Directions:
After locating the line that holds "Place one keypoint on each instance of the palm of", output it and all following lines word for word, stopping only at the end of the data.

================================

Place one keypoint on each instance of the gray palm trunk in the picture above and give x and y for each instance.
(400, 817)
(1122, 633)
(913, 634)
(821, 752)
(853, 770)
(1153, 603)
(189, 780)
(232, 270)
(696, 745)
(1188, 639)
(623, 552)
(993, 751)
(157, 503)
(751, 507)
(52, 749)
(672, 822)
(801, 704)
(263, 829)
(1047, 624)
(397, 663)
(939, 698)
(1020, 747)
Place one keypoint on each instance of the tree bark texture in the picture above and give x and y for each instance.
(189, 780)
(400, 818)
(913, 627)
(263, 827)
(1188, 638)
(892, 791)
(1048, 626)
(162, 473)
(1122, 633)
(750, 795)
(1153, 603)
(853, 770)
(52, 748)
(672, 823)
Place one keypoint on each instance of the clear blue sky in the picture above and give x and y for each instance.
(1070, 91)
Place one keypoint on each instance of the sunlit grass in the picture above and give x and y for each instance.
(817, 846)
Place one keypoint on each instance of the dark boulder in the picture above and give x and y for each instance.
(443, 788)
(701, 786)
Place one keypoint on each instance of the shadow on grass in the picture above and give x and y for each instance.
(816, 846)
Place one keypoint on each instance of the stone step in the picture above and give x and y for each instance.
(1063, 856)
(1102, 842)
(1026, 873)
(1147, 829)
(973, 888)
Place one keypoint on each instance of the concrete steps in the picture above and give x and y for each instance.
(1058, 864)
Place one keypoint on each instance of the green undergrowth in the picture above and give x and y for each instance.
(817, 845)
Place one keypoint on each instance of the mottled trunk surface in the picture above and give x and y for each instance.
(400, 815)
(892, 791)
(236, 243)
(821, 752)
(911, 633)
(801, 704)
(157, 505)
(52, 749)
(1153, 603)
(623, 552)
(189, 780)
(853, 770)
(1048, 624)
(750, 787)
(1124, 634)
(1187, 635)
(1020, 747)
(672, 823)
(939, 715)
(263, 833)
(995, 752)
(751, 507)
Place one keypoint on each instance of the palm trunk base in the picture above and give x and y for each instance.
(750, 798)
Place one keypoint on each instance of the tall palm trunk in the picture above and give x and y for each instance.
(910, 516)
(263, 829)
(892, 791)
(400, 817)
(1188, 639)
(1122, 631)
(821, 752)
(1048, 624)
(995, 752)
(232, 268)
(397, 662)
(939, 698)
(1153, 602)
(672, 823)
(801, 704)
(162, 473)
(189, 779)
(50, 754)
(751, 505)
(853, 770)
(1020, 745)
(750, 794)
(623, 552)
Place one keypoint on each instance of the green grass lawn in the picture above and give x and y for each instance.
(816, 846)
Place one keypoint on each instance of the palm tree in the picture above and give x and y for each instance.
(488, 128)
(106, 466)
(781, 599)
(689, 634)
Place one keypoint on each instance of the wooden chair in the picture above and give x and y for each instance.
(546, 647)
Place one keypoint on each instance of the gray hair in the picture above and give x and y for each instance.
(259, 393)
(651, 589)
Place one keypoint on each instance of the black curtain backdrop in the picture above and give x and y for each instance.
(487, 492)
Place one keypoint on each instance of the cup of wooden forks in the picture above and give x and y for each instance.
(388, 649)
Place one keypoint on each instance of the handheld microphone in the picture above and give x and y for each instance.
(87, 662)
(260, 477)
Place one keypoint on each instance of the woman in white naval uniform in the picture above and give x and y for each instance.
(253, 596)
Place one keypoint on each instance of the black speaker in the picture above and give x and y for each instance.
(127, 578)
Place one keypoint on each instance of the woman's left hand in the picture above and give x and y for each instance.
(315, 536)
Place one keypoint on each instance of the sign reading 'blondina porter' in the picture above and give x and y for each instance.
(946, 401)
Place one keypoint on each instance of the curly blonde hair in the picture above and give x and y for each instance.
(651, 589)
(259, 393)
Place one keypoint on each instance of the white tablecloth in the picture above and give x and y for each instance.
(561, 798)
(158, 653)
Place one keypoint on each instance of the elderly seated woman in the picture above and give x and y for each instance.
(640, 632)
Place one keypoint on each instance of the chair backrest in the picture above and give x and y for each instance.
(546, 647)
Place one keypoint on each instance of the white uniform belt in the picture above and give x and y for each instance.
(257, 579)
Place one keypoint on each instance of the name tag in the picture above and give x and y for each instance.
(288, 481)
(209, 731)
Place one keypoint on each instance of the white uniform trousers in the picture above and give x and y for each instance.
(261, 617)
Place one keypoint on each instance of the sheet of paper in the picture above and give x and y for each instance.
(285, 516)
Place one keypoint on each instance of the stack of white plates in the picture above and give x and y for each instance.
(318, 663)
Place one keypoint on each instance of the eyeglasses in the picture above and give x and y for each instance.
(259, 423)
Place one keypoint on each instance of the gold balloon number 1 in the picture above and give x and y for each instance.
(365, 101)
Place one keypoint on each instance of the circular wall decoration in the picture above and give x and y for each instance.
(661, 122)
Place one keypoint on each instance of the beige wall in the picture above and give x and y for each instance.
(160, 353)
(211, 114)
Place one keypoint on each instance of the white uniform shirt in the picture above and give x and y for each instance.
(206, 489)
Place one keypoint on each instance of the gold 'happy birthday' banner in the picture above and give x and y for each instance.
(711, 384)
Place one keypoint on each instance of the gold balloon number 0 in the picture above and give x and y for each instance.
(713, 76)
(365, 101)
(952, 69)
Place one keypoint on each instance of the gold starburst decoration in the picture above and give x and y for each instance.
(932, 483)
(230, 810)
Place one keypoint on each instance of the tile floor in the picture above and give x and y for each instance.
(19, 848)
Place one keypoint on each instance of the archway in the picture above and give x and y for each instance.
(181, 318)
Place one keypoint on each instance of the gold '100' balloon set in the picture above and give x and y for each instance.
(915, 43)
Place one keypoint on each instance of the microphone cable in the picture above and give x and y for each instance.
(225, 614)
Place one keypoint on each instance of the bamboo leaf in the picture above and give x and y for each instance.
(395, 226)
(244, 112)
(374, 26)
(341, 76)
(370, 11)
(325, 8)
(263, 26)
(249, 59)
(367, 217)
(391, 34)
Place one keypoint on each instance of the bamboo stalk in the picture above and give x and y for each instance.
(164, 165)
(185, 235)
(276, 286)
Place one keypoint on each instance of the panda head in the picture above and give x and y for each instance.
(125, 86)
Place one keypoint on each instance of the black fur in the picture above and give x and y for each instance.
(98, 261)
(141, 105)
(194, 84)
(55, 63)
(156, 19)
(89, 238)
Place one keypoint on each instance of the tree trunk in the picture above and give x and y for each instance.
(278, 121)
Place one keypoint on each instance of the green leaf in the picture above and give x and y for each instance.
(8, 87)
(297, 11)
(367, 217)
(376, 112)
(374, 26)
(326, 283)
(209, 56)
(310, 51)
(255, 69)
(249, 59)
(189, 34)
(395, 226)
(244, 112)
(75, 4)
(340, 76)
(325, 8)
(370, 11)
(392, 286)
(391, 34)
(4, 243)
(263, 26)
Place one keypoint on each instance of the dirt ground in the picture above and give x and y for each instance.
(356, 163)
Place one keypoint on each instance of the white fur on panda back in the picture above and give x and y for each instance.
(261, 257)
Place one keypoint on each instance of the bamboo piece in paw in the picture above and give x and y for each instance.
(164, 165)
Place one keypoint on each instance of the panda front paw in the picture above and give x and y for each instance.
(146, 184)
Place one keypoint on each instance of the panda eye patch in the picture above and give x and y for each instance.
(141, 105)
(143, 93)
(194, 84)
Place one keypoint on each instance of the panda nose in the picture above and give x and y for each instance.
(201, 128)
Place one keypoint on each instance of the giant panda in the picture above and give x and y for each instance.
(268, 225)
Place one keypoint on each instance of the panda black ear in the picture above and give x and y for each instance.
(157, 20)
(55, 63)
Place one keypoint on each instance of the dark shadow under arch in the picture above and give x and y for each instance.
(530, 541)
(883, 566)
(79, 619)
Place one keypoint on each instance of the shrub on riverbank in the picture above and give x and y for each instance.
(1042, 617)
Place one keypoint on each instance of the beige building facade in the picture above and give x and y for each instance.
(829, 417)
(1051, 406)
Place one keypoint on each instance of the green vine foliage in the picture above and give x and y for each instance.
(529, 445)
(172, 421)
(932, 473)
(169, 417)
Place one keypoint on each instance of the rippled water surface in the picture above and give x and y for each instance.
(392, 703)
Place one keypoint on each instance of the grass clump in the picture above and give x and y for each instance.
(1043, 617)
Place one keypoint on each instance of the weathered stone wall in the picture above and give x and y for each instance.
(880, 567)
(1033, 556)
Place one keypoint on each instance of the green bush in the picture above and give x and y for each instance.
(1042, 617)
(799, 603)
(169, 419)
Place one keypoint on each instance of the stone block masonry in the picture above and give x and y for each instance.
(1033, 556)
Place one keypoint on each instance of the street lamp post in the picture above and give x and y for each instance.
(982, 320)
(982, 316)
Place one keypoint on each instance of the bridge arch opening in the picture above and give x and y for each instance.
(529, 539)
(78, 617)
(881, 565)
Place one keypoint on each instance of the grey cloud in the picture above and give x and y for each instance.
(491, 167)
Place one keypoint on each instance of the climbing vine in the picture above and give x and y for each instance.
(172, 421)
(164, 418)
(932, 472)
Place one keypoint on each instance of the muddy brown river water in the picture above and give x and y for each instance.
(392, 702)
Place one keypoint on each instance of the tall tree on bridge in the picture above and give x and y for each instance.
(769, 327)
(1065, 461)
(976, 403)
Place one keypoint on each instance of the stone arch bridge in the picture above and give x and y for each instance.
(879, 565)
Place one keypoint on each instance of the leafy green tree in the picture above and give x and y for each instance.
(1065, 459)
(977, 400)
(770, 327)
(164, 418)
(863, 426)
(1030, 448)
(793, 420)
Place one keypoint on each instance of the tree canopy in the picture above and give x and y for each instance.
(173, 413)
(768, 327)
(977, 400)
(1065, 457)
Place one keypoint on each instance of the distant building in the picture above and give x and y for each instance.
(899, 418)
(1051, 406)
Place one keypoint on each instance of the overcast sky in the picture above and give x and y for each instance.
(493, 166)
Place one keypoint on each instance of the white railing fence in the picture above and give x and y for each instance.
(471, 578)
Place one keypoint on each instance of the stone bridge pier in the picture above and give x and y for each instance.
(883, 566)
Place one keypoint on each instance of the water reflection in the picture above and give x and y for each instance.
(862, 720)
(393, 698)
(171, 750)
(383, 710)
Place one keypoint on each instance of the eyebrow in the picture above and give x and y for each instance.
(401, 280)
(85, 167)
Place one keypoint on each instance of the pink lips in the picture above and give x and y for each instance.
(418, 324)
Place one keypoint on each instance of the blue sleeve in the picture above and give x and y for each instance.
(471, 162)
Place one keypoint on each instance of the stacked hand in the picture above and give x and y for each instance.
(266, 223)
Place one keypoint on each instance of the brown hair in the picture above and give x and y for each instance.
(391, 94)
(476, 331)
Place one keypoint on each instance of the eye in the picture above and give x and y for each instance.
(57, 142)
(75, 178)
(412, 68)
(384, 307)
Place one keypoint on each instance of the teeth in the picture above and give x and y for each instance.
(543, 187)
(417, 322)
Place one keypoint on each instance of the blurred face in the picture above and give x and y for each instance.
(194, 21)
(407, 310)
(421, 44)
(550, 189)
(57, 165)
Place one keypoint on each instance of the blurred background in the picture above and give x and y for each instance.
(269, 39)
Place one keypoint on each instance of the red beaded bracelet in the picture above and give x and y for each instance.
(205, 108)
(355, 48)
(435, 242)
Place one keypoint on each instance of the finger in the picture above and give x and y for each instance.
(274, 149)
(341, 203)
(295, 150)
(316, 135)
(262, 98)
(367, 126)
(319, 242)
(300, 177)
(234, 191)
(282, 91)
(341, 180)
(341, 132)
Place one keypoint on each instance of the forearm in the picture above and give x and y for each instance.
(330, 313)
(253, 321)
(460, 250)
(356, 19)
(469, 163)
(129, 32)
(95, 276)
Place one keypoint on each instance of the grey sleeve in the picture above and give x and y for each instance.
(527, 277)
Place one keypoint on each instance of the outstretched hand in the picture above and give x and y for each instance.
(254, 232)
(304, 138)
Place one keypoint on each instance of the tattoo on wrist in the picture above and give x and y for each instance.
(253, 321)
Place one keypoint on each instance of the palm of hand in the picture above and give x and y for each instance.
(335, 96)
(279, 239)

================================

Response for this exercise:
Place one keypoint on each instance of the palm of hand in the picture above and give x and y for each instance.
(335, 96)
(279, 239)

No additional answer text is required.